┌──

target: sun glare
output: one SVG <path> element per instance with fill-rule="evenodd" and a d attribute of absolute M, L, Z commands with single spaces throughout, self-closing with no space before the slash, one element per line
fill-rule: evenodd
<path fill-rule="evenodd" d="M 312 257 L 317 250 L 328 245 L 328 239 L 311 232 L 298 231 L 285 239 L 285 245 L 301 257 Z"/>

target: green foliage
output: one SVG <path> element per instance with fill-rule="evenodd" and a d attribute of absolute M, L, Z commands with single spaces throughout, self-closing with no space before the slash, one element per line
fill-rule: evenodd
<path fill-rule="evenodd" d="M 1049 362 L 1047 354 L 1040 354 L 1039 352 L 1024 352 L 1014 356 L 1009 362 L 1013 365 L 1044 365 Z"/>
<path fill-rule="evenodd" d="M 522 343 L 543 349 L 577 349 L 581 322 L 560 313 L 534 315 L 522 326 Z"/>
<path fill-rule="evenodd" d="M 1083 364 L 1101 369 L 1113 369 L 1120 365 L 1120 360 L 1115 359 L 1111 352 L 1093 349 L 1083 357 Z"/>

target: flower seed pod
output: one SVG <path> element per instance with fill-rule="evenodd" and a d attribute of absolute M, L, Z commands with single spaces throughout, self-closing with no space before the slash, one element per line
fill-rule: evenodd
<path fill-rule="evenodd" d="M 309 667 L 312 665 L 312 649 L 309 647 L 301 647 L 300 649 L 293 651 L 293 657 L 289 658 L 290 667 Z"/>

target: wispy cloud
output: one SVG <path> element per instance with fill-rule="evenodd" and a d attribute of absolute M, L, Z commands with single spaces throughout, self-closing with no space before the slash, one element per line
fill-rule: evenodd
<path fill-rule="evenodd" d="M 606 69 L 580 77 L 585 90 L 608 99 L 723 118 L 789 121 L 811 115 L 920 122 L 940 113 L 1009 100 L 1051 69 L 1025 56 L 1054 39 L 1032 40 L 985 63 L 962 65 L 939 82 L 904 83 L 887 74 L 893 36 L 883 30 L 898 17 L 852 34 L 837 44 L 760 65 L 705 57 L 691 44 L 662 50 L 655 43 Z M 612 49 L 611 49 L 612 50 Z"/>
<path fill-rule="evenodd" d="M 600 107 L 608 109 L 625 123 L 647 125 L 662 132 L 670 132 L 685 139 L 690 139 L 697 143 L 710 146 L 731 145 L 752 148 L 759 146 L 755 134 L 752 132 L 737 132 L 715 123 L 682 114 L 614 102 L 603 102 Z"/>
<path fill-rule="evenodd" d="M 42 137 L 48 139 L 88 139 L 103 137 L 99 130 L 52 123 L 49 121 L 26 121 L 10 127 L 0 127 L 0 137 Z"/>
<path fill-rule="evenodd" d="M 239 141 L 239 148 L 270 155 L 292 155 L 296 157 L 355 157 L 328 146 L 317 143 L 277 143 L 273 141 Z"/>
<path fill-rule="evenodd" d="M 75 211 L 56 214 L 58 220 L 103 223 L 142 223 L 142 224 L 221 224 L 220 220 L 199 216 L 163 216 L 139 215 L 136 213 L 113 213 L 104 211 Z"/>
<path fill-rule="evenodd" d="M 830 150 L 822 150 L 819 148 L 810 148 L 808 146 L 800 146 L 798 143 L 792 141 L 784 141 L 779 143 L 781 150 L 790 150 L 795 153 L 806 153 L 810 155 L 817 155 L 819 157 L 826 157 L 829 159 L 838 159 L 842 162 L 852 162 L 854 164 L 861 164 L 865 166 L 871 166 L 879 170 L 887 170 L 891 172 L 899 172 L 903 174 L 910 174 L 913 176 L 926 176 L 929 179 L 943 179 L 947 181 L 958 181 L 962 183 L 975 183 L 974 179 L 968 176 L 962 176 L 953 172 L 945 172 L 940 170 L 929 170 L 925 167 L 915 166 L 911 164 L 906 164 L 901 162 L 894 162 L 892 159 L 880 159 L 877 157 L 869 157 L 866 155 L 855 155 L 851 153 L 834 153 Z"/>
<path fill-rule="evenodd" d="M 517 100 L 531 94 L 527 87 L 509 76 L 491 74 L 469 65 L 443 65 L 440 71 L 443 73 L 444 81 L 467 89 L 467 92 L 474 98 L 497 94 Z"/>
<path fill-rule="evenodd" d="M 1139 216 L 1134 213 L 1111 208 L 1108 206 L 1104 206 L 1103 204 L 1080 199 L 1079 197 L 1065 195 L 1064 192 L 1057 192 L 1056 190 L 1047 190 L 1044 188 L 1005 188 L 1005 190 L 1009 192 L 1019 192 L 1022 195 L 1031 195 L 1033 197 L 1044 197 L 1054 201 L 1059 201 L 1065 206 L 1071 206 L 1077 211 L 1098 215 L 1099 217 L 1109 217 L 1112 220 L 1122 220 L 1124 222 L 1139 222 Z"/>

└──

_Problem statement_
Reproduce all of the data above line for line, with every character unchanged.

_Output for this task_
target: sun glare
output: one SVG <path> element per instance with fill-rule="evenodd" and a d attribute of absolute M, L, Z commands with single spaces throughout, self-closing with no space before the slash, one element per line
fill-rule: evenodd
<path fill-rule="evenodd" d="M 312 257 L 317 250 L 328 245 L 328 239 L 311 232 L 298 231 L 285 239 L 285 245 L 301 257 Z"/>

target: green foliage
output: one SVG <path> element per instance with fill-rule="evenodd" and a d attribute of absolute M, L, Z commands with single spaces throughout, self-closing with no space before the slash, one element per line
fill-rule: evenodd
<path fill-rule="evenodd" d="M 1049 362 L 1047 354 L 1040 354 L 1039 352 L 1024 352 L 1014 356 L 1009 362 L 1013 365 L 1044 365 Z"/>
<path fill-rule="evenodd" d="M 522 343 L 543 349 L 577 349 L 581 322 L 560 313 L 534 315 L 522 326 Z"/>
<path fill-rule="evenodd" d="M 1083 364 L 1101 369 L 1113 369 L 1120 365 L 1120 360 L 1115 359 L 1111 352 L 1093 349 L 1083 357 Z"/>

target: flower seed pod
output: one SVG <path> element per instance with fill-rule="evenodd" and a d attribute of absolute M, L, Z commands with single spaces throughout, self-closing with no space before the slash, one element per line
fill-rule: evenodd
<path fill-rule="evenodd" d="M 309 667 L 312 665 L 312 649 L 309 647 L 301 647 L 300 649 L 293 651 L 293 657 L 289 658 L 290 667 Z"/>

target: wispy cloud
output: one SVG <path> element per instance with fill-rule="evenodd" and a d attribute of absolute M, L, Z commands with single spaces throughout, self-closing with no space before the slash, one element per line
fill-rule: evenodd
<path fill-rule="evenodd" d="M 606 69 L 580 77 L 585 90 L 608 99 L 723 118 L 789 121 L 811 115 L 920 122 L 940 113 L 1009 100 L 1051 69 L 1025 56 L 1054 39 L 1032 40 L 985 63 L 962 65 L 939 82 L 904 83 L 887 74 L 893 36 L 883 30 L 898 17 L 852 34 L 837 44 L 760 65 L 705 57 L 691 44 L 662 50 L 655 43 Z M 612 49 L 611 49 L 612 50 Z"/>
<path fill-rule="evenodd" d="M 600 107 L 608 109 L 625 123 L 647 125 L 662 132 L 670 132 L 685 139 L 690 139 L 697 143 L 710 146 L 731 145 L 752 148 L 759 146 L 755 134 L 752 132 L 737 132 L 715 123 L 682 114 L 614 102 L 603 102 Z"/>
<path fill-rule="evenodd" d="M 42 137 L 48 139 L 88 139 L 103 137 L 99 130 L 52 123 L 49 121 L 26 121 L 10 127 L 0 127 L 0 137 Z"/>
<path fill-rule="evenodd" d="M 239 141 L 239 148 L 270 155 L 292 155 L 296 157 L 355 157 L 328 146 L 317 143 L 277 143 L 273 141 Z"/>
<path fill-rule="evenodd" d="M 75 211 L 56 214 L 58 220 L 103 223 L 142 223 L 142 224 L 221 224 L 220 220 L 199 216 L 163 216 L 139 215 L 136 213 L 113 213 L 104 211 Z"/>
<path fill-rule="evenodd" d="M 830 150 L 822 150 L 819 148 L 810 148 L 808 146 L 800 146 L 798 143 L 792 141 L 784 141 L 779 143 L 781 150 L 790 150 L 795 153 L 806 153 L 810 155 L 817 155 L 819 157 L 826 157 L 829 159 L 838 159 L 842 162 L 852 162 L 854 164 L 861 164 L 865 166 L 871 166 L 879 170 L 887 170 L 891 172 L 899 172 L 903 174 L 910 174 L 913 176 L 926 176 L 929 179 L 943 179 L 947 181 L 958 181 L 962 183 L 975 183 L 974 179 L 968 176 L 962 176 L 953 172 L 945 172 L 940 170 L 929 170 L 925 167 L 915 166 L 911 164 L 906 164 L 901 162 L 894 162 L 892 159 L 880 159 L 877 157 L 869 157 L 866 155 L 855 155 L 851 153 L 834 153 Z"/>
<path fill-rule="evenodd" d="M 517 100 L 531 94 L 527 87 L 509 76 L 491 74 L 469 65 L 443 65 L 440 71 L 443 73 L 444 81 L 467 89 L 467 92 L 474 98 L 497 94 Z"/>
<path fill-rule="evenodd" d="M 1139 216 L 1134 213 L 1111 208 L 1108 206 L 1104 206 L 1103 204 L 1080 199 L 1079 197 L 1065 195 L 1064 192 L 1057 192 L 1056 190 L 1047 190 L 1044 188 L 1005 188 L 1005 190 L 1009 192 L 1019 192 L 1022 195 L 1031 195 L 1033 197 L 1044 197 L 1054 201 L 1059 201 L 1065 206 L 1071 206 L 1077 211 L 1098 215 L 1099 217 L 1109 217 L 1112 220 L 1122 220 L 1124 222 L 1139 222 Z"/>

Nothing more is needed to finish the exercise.